*** 提供文章 ***
私たちが日常生活を送るうえで目は大切な役割を果たしています。しかし、糖尿病から糖尿病黄斑浮腫を発症すると、大切な視力を失ってしまう可能性があります。忙しい働き盛りの方が仕事と治療を両立できるように、さまざまな工夫を凝らして診療を行っている札幌かとう眼科 院長の加藤 祐司(かとう ゆうじ)先生に、糖尿病黄斑浮腫の治療や患者さんの立場に立った診療の工夫などについて伺いました。

糖尿病の患者さんでは、血糖値が高い状態が続くと血管にダメージが生じて、合併症が起こることがあります。その1つが糖尿病網膜症です。糖尿病網膜症とは、目の網膜にある毛細血管の壁がもろくなり障害が起こる病気です。糖尿病患者さんの約1〜2割に生じ、糖尿病の発症後10〜15年ほどで発症することが多いようです。その中でも、網膜の中心に存在する “黄斑(おうはん)”にむくみが生じるのが糖尿病黄斑浮腫です。発症すると視力が低下したり目がかすんだりするようになります。
***
設問一覧 –
1. 糖尿病黄斑浮腫の文章によると、糖尿病網膜症は糖尿病患者のおよそ何割に生じるか。
2. 糖尿病黄斑浮腫の文章は、糖尿病の患者に合併症が起こる理由をどう説明しているか。1〜3文で述べてください。
3. 糖尿病黄斑浮腫の文章を、最後の文の次から書き継げ。
*** 提供データ ***
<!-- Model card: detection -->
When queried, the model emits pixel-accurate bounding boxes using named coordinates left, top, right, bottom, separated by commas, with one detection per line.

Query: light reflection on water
***
番号別回答 –
1. 約1〜2割

2. 血糖値が高い状態が続くと血管にダメージが生じるため、合併症が起こることがある。

3.
糖尿病網膜症や糖尿病黄斑浮腫を治療せずに放置すると、失明の危険があります。かつて糖尿病網膜症は中途失明原因の第1位でした。近年、治療法の発展により失明するケースは減少し2019年には中途失明原因の第3位となりましたが、注意が必要な病気であることは変わっていません。

糖尿病黄斑浮腫は、働き盛り世代の方に起こることが多いため社会問題にもなっています。特に、血糖コントロールのよくない方、高血圧脂質異常症などほかの病気もある方は発症しやすい印象があります。

当院では、なるべく少ない受診回数で、的確な治療を提供できるように心がけています。検査の結果、糖尿病黄斑浮腫の治療が必要と判断した場合、特に抗VEGF薬の注射が適応であれば、患者さんの同意を得たうえで検査当日に治療を開始しています。もし自分が患者さんの立場であったら、なるべく病院に来る回数は少なくして、1回の診療でできるだけ多くの検査や治療を済ませてほしいと思うからです。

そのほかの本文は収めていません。